=== EXTRACTED RECORDS ===

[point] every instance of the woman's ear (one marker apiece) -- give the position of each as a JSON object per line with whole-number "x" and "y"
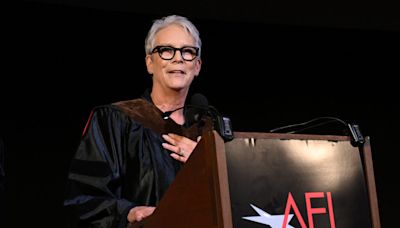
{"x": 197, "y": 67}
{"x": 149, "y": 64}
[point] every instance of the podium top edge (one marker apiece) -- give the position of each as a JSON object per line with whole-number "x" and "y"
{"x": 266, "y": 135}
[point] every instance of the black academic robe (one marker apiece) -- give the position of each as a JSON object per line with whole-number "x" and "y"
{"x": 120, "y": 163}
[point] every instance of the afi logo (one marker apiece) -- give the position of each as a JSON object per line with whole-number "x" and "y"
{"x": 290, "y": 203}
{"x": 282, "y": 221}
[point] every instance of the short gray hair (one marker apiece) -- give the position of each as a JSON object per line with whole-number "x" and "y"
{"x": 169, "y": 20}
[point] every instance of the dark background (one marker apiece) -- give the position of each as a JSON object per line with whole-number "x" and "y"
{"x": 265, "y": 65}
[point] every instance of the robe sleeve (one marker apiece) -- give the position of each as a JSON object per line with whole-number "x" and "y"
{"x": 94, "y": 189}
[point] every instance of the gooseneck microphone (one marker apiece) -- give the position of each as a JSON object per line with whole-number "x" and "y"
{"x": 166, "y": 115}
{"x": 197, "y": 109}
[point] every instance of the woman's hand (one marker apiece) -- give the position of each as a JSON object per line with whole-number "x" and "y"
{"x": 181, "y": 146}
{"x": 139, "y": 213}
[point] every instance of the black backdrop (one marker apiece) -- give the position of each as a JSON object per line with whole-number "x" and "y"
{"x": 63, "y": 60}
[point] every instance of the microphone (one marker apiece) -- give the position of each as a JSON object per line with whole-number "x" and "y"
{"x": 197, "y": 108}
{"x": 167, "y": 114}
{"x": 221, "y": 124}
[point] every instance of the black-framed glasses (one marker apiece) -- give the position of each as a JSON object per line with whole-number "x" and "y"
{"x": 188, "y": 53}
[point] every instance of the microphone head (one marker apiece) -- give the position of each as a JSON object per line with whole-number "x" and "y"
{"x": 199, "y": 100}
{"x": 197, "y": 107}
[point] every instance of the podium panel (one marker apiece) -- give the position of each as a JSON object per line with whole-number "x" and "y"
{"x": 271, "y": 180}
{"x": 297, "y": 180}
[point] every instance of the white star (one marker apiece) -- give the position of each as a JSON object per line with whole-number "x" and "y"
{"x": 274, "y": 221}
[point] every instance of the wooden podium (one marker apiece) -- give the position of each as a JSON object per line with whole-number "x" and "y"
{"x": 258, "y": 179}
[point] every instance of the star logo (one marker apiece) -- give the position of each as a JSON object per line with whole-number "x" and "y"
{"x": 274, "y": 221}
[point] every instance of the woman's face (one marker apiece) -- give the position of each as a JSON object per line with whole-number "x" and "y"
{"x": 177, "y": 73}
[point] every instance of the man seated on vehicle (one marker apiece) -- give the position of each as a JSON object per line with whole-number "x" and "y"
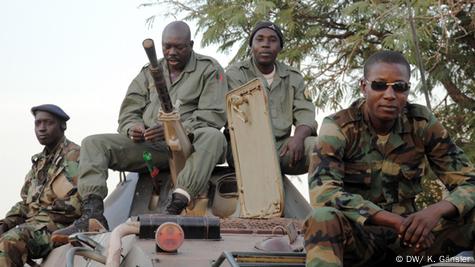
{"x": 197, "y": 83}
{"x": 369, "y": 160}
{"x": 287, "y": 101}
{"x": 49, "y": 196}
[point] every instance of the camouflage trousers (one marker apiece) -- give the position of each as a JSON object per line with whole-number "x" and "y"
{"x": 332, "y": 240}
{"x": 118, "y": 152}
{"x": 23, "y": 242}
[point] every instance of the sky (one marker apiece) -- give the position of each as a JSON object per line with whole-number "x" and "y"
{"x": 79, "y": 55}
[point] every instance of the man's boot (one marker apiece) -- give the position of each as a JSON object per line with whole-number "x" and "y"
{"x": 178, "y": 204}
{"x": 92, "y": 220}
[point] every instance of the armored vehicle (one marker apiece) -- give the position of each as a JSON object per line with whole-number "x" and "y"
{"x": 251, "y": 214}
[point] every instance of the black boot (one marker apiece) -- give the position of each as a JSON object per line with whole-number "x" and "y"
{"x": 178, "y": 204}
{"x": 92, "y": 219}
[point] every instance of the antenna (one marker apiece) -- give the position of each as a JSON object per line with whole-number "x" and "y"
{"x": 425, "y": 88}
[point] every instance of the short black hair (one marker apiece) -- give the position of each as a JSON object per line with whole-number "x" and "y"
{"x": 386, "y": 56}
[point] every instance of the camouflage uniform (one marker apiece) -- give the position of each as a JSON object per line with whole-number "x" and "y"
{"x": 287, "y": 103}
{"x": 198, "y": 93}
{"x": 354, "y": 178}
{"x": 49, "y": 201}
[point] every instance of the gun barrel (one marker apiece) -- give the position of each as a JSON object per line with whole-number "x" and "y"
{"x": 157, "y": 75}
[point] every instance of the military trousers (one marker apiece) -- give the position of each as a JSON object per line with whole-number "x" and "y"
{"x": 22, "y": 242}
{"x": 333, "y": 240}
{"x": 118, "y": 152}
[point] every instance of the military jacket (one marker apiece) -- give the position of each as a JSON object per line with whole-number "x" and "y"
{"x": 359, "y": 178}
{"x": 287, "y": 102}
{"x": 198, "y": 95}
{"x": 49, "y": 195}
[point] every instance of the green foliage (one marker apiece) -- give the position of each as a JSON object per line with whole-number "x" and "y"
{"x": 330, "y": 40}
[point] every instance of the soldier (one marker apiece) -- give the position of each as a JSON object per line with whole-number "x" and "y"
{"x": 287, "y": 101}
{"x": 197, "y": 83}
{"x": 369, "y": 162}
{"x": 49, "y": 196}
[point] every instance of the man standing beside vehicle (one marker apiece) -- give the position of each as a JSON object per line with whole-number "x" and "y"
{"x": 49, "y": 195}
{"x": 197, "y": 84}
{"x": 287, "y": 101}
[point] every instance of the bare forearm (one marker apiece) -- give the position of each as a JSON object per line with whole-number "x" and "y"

===

GIVEN TASK - Can you arrange everything from the line containing "[point] every instance of the gun" down to the end of the data as a JSON list of strings, with one string per line and any blank lines left out?

RESULT -
[
  "[point] every instance of the gun barrel (one marker apiece) -- give the position of each as a JSON object per line with whole-number \"x\" and \"y\"",
  "{\"x\": 157, \"y\": 75}",
  "[point] every instance of the military trousers (one marker apiece) -- give the position of each as a JSON object per line with whole-number \"x\" and \"y\"",
  "{\"x\": 22, \"y\": 242}",
  "{\"x\": 333, \"y\": 240}",
  "{\"x\": 118, \"y\": 152}",
  "[point] every instance of the military jacket (one marker apiece) -- give the position of each as a JSON object per line with whole-number \"x\" and \"y\"",
  "{\"x\": 359, \"y\": 178}",
  "{\"x\": 287, \"y\": 102}",
  "{\"x\": 198, \"y\": 95}",
  "{\"x\": 49, \"y\": 195}",
  "[point] every instance of the green foliage (one marker apiece) -- give the position of each as a JSON object per line with whole-number \"x\" and \"y\"",
  "{\"x\": 330, \"y\": 40}",
  "[point] every instance of the soldier (one marker apiece) -- give the position of each as a JSON object per line with whole-number \"x\" and \"y\"",
  "{\"x\": 287, \"y\": 101}",
  "{\"x\": 197, \"y\": 83}",
  "{\"x\": 369, \"y\": 162}",
  "{\"x\": 49, \"y\": 196}",
  "[point] every instance of the man standing beside vehicle (one marker apiece) -- give the position of each as a JSON object per line with whole-number \"x\" and \"y\"",
  "{\"x\": 49, \"y\": 195}",
  "{\"x\": 197, \"y\": 84}",
  "{\"x\": 287, \"y\": 101}",
  "[point] every instance of the bare forearm (one marker apiece) -- give the position of each as a JSON object per line with whole-number \"x\" and \"y\""
]